# Your goal
Please state how many lines in the items below contain the string "exterior". Give only the number.

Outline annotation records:

===============

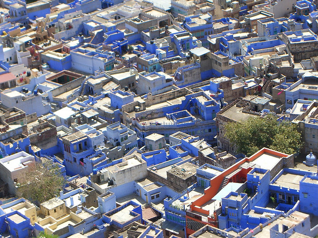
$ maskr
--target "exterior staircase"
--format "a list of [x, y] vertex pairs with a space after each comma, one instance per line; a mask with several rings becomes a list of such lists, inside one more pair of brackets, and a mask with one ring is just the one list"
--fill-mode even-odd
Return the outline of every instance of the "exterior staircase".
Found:
[[223, 178], [222, 183], [221, 183], [221, 186], [220, 186], [219, 190], [218, 190], [218, 192], [219, 192], [221, 190], [222, 188], [225, 187], [228, 183], [229, 183], [229, 178], [228, 178], [227, 177], [225, 177], [224, 178]]
[[84, 92], [85, 92], [85, 89], [86, 88], [86, 85], [87, 85], [87, 82], [85, 82], [84, 83], [84, 84], [83, 84], [83, 86], [81, 88], [81, 90], [80, 90], [80, 96], [83, 96], [83, 94], [84, 93]]

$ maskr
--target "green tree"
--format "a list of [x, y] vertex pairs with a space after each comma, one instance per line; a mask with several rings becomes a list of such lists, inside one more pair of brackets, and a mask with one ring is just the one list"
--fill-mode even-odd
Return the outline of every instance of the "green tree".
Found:
[[50, 235], [50, 234], [48, 234], [47, 233], [45, 233], [43, 232], [41, 232], [40, 233], [40, 234], [39, 234], [39, 236], [38, 236], [37, 237], [36, 237], [37, 238], [59, 238], [60, 237], [59, 236], [57, 236], [56, 235]]
[[303, 146], [297, 125], [287, 120], [278, 121], [272, 115], [229, 122], [225, 125], [225, 136], [236, 145], [237, 152], [247, 156], [263, 147], [288, 154], [295, 154]]
[[39, 206], [59, 195], [66, 183], [58, 166], [45, 160], [30, 167], [25, 176], [19, 179], [17, 195]]

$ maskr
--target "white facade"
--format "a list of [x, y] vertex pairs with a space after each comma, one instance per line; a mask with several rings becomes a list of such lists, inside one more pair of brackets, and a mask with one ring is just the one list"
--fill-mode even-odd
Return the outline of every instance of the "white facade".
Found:
[[46, 114], [50, 112], [50, 104], [43, 102], [42, 96], [32, 94], [29, 91], [27, 95], [16, 91], [7, 90], [1, 93], [2, 104], [9, 108], [15, 107], [23, 110], [27, 114], [36, 113], [37, 116]]
[[8, 184], [9, 193], [16, 192], [16, 183], [34, 166], [34, 157], [24, 151], [0, 159], [0, 178]]

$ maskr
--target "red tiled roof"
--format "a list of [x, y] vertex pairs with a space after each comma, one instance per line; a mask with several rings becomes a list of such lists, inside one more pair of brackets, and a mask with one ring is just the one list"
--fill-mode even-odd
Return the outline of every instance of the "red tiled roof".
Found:
[[16, 77], [12, 73], [6, 73], [0, 74], [0, 83], [5, 83], [15, 79]]

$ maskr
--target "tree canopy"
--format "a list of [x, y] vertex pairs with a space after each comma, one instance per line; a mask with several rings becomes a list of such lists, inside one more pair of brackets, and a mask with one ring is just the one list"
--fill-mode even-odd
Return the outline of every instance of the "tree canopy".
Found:
[[17, 195], [39, 206], [59, 195], [66, 183], [59, 167], [46, 160], [36, 162], [19, 180]]
[[60, 237], [57, 235], [50, 235], [43, 232], [41, 232], [39, 236], [36, 237], [37, 238], [59, 238]]
[[225, 136], [236, 145], [238, 153], [247, 156], [263, 147], [291, 154], [303, 146], [297, 125], [288, 120], [277, 121], [272, 115], [228, 122], [225, 125]]

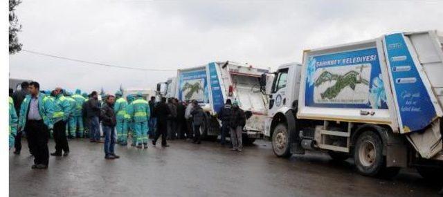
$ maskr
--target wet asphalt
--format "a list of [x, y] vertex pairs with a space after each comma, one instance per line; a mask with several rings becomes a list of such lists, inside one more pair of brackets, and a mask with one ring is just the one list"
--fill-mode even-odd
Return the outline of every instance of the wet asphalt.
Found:
[[167, 148], [117, 146], [121, 158], [107, 160], [103, 144], [75, 139], [70, 155], [50, 157], [46, 170], [30, 169], [33, 158], [22, 143], [21, 155], [10, 151], [10, 196], [438, 196], [441, 184], [410, 169], [391, 180], [362, 176], [350, 160], [318, 152], [278, 158], [262, 140], [242, 153], [183, 140]]

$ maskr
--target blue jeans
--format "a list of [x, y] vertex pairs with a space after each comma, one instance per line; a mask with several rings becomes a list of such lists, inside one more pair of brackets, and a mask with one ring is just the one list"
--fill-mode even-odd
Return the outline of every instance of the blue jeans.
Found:
[[100, 140], [100, 129], [98, 127], [98, 117], [89, 118], [89, 139]]
[[116, 127], [103, 125], [103, 134], [105, 135], [105, 154], [106, 156], [114, 155], [114, 147], [116, 146], [117, 135]]

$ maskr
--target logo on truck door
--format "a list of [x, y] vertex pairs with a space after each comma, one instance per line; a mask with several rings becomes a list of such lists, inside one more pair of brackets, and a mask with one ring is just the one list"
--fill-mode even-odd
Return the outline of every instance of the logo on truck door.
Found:
[[388, 109], [377, 48], [309, 57], [307, 106]]

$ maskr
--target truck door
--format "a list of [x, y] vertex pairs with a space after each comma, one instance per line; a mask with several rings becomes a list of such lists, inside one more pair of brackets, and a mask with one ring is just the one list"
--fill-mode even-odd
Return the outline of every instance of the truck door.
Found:
[[288, 68], [277, 71], [272, 84], [271, 96], [269, 97], [269, 113], [273, 117], [281, 107], [287, 103], [286, 84], [288, 76]]

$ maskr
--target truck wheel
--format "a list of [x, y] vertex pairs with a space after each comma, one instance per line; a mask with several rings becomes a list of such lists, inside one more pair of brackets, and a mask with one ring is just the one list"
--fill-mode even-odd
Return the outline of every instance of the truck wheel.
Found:
[[286, 126], [278, 124], [272, 134], [272, 149], [279, 158], [289, 158], [292, 154], [289, 151], [289, 133]]
[[428, 167], [417, 167], [417, 171], [423, 178], [429, 180], [441, 180], [443, 177], [443, 169]]
[[365, 131], [359, 136], [354, 159], [359, 173], [374, 176], [381, 172], [385, 166], [383, 143], [380, 137], [372, 131]]
[[329, 151], [327, 153], [333, 160], [336, 161], [344, 161], [349, 158], [349, 154], [346, 153]]

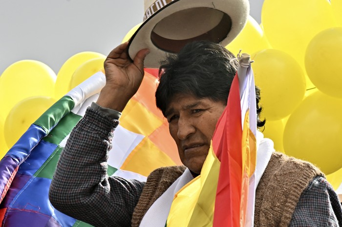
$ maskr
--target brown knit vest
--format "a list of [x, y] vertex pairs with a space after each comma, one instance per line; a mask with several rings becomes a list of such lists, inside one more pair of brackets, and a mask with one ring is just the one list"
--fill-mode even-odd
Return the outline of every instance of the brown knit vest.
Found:
[[323, 176], [311, 163], [274, 152], [256, 189], [254, 226], [287, 227], [313, 178]]
[[[132, 227], [139, 227], [150, 207], [185, 170], [165, 167], [150, 174], [133, 213]], [[288, 226], [300, 194], [317, 175], [323, 174], [312, 164], [273, 152], [256, 189], [254, 226]]]
[[132, 217], [132, 227], [138, 227], [152, 204], [183, 174], [184, 166], [159, 168], [149, 176]]

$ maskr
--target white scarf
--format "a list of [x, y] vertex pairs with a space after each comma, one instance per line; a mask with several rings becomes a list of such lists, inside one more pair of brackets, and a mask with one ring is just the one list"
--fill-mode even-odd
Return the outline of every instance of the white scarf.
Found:
[[[274, 148], [273, 141], [264, 138], [263, 134], [259, 132], [256, 132], [257, 145], [256, 166], [256, 184], [265, 171], [271, 158]], [[143, 217], [141, 227], [164, 227], [171, 208], [174, 195], [184, 185], [193, 179], [190, 171], [186, 169], [184, 172], [158, 198], [151, 206]]]

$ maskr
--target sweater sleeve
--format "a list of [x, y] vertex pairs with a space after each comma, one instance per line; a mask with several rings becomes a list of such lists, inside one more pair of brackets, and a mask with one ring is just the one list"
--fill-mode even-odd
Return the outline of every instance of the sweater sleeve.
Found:
[[107, 175], [108, 151], [119, 123], [88, 108], [70, 133], [49, 193], [60, 211], [95, 226], [128, 227], [145, 183]]
[[339, 197], [323, 177], [315, 177], [303, 191], [289, 226], [342, 226]]

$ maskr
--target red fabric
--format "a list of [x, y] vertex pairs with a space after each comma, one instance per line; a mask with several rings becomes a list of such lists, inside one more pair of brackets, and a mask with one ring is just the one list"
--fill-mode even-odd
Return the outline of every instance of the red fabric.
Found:
[[2, 221], [3, 220], [3, 218], [5, 217], [5, 214], [7, 210], [7, 208], [0, 209], [0, 226], [2, 226]]
[[242, 181], [242, 128], [237, 75], [234, 78], [227, 107], [219, 119], [213, 147], [221, 161], [213, 227], [238, 227]]

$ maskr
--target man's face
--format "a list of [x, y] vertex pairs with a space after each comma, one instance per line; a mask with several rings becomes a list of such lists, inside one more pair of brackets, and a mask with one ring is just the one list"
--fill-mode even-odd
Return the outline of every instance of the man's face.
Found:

===============

# Completed task
2